__Problem to work on__.
Pick out every line of the material below that contains the word "person" and copy each one unchanged.
##### Stored records #####
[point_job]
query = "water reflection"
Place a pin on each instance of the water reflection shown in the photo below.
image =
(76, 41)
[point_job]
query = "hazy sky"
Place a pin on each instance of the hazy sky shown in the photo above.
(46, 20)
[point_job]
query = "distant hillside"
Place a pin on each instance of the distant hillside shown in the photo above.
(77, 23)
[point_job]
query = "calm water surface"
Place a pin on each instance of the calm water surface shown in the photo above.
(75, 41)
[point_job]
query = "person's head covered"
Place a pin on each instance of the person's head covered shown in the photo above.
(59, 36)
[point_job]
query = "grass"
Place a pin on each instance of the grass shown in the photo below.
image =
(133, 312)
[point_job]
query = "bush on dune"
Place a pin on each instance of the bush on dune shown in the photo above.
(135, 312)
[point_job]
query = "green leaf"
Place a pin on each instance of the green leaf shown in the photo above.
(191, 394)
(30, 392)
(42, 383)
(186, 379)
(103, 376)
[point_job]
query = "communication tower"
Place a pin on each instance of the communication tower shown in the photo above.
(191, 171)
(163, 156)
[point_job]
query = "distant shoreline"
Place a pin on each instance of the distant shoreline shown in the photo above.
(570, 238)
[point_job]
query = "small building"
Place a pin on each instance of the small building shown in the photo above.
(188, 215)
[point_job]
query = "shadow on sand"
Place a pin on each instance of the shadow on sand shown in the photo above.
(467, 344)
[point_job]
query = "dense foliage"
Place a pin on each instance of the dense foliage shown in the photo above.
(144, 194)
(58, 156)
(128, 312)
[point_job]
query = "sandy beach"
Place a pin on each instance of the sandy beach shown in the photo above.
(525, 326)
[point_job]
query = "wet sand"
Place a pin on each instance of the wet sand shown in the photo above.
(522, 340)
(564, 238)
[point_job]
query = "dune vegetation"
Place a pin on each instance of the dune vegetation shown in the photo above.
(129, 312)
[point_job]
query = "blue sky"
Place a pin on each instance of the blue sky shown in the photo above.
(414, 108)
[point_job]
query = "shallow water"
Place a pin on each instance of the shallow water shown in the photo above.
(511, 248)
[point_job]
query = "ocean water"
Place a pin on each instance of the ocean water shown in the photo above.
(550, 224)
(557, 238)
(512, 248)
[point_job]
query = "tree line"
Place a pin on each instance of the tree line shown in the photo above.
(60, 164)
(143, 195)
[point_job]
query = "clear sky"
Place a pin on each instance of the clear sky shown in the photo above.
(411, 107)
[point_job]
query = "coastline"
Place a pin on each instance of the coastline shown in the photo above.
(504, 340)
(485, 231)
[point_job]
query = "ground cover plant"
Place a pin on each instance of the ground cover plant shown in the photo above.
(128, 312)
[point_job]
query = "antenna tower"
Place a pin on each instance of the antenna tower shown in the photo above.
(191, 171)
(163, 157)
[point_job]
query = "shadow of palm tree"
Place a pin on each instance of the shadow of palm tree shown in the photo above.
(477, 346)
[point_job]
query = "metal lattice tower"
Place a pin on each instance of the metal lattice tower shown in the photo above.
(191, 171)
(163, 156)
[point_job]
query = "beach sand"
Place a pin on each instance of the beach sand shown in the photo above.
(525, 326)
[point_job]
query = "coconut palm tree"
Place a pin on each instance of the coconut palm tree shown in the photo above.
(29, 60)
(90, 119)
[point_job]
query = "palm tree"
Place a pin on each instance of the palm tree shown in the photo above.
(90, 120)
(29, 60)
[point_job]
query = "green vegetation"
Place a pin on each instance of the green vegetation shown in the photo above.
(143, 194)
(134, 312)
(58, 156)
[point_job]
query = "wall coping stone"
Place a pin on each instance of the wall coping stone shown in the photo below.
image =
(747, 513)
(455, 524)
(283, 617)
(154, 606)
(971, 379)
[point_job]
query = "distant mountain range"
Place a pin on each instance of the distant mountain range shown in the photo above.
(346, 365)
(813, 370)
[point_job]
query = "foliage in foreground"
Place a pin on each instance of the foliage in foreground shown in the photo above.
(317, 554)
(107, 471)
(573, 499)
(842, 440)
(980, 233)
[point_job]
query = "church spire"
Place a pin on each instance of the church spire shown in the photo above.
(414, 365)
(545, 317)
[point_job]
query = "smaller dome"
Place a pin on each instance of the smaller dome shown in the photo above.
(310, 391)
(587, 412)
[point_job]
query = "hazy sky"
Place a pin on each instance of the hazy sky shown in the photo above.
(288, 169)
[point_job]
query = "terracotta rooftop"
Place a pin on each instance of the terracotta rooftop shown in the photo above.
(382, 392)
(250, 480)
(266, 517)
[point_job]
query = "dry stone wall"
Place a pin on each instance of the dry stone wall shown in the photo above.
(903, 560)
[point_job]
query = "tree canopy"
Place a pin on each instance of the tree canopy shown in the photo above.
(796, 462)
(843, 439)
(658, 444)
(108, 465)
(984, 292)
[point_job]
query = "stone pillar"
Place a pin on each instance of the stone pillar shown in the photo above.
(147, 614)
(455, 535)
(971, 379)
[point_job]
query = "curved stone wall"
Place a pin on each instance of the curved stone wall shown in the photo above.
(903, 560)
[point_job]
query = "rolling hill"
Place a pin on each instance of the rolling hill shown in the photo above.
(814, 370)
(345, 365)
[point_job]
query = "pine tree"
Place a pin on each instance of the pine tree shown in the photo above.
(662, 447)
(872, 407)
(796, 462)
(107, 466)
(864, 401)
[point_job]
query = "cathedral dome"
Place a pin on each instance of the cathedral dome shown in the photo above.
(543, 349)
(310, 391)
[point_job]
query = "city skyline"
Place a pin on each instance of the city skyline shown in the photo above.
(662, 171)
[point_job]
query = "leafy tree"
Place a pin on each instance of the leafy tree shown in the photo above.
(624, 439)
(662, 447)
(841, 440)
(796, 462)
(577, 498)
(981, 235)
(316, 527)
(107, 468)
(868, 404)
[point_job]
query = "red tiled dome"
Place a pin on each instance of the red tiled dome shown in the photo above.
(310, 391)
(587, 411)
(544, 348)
#####
__Solution to this exercise__.
query = "person's head covered"
Place a pin on each instance of the person's head covered shown in the photo above.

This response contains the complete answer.